* PROBLEM TO SOLVE: Give back every record below word for word, with the pictures omitted.

(Photo-based referring expression data)
::::

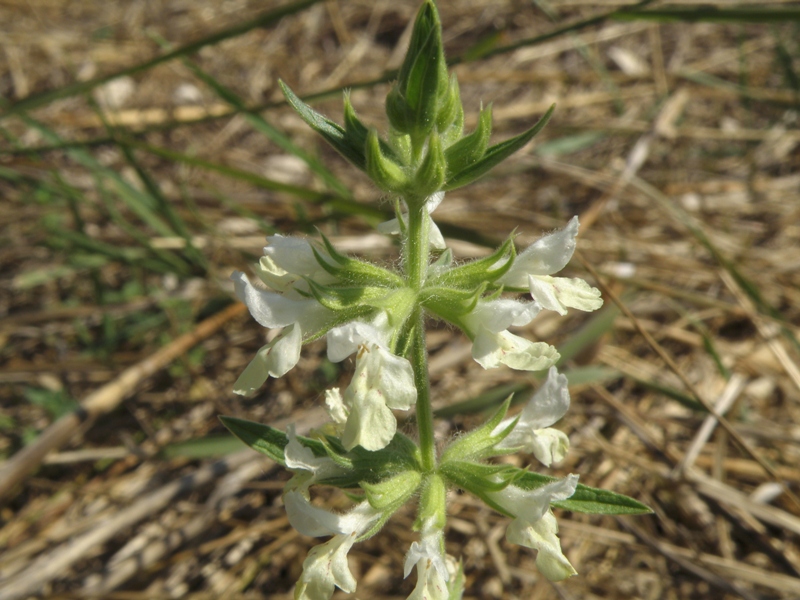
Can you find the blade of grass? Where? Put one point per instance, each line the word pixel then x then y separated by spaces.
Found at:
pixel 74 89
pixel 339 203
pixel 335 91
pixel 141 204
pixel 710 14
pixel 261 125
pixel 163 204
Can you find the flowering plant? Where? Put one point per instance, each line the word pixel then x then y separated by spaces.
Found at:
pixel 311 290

::::

* TASK SOLUTION:
Can you find the blade of grass? Where? Put one point per instance, each line the word pixel then x then y separated by spaces.
Found at:
pixel 74 89
pixel 339 203
pixel 335 91
pixel 141 204
pixel 710 14
pixel 261 125
pixel 163 204
Can you find the flowering plant? Where? Put one point per instance, each line the word pixel then x then y separated by spaces.
Found at:
pixel 311 290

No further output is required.